Records
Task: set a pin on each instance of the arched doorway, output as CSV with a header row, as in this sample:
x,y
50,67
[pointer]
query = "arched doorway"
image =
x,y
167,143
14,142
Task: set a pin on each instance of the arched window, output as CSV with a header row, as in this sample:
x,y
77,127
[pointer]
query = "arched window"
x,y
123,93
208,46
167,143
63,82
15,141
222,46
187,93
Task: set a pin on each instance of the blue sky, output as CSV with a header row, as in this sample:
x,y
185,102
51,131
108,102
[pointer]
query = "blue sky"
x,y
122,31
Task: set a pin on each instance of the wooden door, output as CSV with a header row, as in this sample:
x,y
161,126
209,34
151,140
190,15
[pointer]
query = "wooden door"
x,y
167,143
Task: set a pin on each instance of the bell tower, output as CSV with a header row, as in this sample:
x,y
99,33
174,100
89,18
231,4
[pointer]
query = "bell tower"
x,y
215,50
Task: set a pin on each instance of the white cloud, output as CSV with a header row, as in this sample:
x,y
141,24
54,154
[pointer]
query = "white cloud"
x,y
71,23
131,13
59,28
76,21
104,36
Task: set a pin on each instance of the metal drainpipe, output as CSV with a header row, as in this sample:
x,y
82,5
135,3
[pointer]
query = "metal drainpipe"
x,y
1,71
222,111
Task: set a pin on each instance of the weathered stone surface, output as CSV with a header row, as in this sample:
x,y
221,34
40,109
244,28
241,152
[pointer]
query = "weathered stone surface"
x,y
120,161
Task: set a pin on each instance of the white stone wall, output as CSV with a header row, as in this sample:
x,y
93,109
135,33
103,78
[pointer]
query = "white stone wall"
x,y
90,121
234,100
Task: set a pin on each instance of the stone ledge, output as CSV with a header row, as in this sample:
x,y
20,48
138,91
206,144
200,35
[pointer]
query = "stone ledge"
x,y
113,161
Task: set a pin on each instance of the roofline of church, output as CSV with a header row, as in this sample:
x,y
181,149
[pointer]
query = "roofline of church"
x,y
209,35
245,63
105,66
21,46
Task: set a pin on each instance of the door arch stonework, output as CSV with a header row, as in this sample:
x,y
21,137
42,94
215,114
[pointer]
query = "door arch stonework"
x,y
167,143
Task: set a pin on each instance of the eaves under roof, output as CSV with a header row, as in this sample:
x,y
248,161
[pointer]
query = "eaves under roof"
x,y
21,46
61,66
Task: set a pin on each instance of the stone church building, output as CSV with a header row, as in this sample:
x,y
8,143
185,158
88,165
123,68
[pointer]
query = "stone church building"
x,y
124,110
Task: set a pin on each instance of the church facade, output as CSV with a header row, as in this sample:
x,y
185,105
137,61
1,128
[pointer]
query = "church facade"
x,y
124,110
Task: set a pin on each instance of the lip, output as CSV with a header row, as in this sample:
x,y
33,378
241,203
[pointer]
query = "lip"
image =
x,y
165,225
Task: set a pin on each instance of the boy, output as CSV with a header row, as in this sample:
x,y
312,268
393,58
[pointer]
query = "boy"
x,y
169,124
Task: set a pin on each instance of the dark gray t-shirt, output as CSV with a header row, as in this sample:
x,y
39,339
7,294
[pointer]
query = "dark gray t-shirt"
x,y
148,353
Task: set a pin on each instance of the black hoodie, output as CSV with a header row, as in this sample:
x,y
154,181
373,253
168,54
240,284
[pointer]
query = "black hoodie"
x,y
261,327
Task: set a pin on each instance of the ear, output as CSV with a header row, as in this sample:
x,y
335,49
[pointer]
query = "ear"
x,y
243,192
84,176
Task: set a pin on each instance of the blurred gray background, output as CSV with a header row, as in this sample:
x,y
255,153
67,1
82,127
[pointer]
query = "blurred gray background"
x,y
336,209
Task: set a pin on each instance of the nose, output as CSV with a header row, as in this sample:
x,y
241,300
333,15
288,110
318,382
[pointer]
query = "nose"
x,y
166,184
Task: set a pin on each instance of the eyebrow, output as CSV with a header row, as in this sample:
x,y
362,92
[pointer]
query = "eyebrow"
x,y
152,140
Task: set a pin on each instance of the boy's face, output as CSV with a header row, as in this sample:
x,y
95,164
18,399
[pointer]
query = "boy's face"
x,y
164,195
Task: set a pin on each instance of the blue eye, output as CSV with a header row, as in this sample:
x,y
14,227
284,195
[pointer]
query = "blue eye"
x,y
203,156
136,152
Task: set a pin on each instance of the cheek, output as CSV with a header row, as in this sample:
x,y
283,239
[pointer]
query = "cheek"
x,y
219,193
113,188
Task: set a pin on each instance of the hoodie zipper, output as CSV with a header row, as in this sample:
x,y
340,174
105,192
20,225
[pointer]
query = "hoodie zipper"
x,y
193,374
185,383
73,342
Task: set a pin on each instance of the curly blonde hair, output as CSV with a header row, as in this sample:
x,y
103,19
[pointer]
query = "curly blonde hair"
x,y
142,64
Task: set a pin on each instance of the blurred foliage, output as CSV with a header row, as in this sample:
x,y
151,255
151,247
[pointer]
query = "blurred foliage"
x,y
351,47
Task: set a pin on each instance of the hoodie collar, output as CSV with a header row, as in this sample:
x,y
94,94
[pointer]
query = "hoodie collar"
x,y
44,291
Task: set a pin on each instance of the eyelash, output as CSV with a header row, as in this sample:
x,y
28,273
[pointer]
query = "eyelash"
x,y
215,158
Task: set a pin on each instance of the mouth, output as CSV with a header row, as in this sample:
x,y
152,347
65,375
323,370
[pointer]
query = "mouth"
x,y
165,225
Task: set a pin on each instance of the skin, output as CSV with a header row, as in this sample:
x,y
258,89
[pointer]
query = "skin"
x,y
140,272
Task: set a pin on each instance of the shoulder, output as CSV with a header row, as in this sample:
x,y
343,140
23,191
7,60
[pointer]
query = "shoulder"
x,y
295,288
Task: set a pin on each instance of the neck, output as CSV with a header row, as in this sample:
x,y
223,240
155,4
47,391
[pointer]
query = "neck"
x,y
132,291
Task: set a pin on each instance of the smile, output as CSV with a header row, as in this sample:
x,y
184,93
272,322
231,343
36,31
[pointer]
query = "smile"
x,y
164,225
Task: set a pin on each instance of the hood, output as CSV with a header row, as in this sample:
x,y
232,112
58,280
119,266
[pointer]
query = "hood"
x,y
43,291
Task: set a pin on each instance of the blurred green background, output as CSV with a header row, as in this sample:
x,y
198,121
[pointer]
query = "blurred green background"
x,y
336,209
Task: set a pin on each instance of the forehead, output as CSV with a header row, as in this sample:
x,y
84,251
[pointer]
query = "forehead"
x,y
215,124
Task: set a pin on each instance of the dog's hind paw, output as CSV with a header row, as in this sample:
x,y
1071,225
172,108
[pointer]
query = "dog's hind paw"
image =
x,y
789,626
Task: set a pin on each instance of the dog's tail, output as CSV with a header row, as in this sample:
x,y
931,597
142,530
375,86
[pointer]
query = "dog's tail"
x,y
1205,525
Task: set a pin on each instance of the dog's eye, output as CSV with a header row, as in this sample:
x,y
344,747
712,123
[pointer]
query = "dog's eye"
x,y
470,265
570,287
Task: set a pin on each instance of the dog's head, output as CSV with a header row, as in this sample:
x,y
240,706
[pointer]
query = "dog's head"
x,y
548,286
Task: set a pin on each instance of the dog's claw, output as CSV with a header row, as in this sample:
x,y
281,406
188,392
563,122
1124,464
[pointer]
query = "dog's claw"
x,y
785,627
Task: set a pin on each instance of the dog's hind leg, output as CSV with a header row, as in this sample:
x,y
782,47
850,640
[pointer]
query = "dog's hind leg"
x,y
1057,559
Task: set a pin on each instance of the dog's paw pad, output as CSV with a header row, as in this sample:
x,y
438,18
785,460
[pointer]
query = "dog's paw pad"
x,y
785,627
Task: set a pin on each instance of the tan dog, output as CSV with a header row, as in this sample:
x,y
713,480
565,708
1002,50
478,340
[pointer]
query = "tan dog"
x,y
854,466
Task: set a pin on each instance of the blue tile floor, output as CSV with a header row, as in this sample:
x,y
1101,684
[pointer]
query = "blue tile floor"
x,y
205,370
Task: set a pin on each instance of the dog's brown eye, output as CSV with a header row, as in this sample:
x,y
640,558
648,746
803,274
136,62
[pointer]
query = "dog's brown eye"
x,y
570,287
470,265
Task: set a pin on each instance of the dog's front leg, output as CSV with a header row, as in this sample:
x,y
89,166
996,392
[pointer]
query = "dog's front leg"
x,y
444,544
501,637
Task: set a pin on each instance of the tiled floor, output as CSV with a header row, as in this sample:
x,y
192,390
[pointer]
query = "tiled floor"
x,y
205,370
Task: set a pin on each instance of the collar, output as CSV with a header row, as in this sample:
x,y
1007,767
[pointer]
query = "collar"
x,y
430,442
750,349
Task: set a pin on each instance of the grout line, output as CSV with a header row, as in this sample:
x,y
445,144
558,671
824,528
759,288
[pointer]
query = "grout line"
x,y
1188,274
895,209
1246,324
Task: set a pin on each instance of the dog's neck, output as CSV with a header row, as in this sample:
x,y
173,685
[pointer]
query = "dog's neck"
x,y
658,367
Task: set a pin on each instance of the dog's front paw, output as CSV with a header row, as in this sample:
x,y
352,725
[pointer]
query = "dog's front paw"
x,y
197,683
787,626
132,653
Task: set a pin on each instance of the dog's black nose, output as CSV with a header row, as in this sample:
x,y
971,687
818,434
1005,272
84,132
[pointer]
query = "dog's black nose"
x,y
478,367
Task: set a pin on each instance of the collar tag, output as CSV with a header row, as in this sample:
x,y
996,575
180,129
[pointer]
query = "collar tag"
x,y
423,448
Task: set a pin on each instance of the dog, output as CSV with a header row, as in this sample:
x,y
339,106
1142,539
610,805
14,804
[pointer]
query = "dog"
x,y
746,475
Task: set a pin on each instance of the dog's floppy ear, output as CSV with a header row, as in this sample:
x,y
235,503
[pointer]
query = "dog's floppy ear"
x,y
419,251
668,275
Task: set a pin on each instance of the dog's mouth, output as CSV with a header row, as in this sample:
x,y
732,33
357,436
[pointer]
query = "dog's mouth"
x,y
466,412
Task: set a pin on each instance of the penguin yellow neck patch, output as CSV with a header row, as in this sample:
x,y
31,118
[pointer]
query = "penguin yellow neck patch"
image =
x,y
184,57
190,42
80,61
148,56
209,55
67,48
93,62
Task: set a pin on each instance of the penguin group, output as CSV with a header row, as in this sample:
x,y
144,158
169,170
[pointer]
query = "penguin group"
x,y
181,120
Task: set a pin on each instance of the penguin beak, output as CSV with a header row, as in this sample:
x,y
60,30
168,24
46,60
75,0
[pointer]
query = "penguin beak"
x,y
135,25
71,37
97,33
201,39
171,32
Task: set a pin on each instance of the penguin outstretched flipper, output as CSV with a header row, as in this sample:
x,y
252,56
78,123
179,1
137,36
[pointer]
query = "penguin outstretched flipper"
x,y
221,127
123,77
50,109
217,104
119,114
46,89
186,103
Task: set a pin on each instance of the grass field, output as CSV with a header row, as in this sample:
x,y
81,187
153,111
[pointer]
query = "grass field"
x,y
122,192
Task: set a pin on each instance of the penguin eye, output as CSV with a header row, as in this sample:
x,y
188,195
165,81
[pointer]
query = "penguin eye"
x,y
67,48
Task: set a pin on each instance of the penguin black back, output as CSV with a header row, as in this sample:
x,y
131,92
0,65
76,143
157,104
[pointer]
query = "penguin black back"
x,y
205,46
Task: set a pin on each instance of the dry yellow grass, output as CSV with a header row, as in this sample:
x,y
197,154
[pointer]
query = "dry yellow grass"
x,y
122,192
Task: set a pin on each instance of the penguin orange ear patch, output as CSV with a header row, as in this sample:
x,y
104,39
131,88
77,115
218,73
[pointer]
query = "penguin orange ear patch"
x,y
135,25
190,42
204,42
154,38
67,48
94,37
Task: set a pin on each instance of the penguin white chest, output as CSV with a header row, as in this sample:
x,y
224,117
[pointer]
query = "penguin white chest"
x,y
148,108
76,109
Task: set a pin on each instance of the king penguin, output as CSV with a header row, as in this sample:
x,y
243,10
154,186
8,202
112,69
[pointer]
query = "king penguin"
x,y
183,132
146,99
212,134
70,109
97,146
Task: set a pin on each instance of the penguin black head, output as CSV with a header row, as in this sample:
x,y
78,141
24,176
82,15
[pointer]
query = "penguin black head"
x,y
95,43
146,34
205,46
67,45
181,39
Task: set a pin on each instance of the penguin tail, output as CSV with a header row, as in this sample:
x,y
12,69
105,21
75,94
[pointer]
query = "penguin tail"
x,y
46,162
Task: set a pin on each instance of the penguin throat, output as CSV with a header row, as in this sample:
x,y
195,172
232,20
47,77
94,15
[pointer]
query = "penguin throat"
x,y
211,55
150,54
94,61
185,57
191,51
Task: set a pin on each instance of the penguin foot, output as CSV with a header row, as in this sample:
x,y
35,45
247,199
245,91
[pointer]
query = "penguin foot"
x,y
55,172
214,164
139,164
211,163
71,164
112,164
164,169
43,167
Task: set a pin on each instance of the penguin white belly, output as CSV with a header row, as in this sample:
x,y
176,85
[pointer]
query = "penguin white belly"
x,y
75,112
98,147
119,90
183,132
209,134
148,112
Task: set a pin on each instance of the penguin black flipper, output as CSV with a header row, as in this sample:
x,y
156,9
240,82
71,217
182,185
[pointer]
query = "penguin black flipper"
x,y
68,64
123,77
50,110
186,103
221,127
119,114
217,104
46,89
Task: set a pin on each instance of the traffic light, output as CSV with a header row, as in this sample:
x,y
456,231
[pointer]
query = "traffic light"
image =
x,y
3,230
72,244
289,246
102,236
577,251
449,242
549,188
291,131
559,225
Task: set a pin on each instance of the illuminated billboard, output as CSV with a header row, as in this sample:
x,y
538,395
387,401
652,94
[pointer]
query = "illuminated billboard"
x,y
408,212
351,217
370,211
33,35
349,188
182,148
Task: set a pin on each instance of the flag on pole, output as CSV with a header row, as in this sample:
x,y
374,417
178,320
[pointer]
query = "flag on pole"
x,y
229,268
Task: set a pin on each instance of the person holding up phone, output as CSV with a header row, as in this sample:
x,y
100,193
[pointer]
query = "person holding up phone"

What is asked
Could you give again exactly the lines from the line containing "penguin tail, output" through the final line of the data above, and no others?

Solution
Task: set a pin on each instance of the penguin tail, output as CSV with a header row, as in this sample:
x,y
12,69
105,21
75,94
[pointer]
query = "penguin tail"
x,y
46,162
Task: set a pin on each instance of the penguin throat, output as CSV with a header row, as in this sample:
x,y
195,172
232,20
47,77
94,15
[pointer]
query = "penguin throat"
x,y
211,55
150,54
94,61
185,57
191,51
Task: set a pin on each instance of the penguin foot, output as CSV with a header row, as in this sample:
x,y
35,45
247,199
245,91
[pointer]
query = "penguin foot"
x,y
55,172
214,164
139,164
211,163
71,164
112,164
164,169
43,167
Task: set a pin on each instance of the penguin white belly, output as CSV with a header row, as in this sample:
x,y
176,85
[pointer]
query = "penguin white belly"
x,y
75,112
98,147
119,90
183,132
209,134
148,112
Task: set a pin on each instance of the penguin black flipper, output as CSV with a header row, as in this sample:
x,y
156,9
240,82
71,217
182,185
[pointer]
query = "penguin black flipper"
x,y
68,64
123,77
50,110
186,103
221,127
119,114
217,104
46,89
Task: set a pin on each instance of the traffic light, output as CSV with a header row, as in this sample:
x,y
456,231
[pointer]
query = "traffic light"
image =
x,y
3,230
72,244
289,246
102,236
577,251
449,242
549,188
291,131
559,225
Task: set a pin on each instance of the illuminated billboard, output as CSV with a header row, as in this sample:
x,y
538,395
387,401
652,94
[pointer]
query = "illuminated billboard"
x,y
408,212
351,217
370,211
33,35
349,188
182,148
Task: set a pin on each instance of the flag on pole, output as CSV with a header row, as in this sample:
x,y
374,417
178,320
[pointer]
query = "flag on pole"
x,y
229,268
Task: set a pin on each instance of the person holding up phone, output as CSV with a header row, as in this sample:
x,y
100,193
[pointer]
query = "person holding up phone"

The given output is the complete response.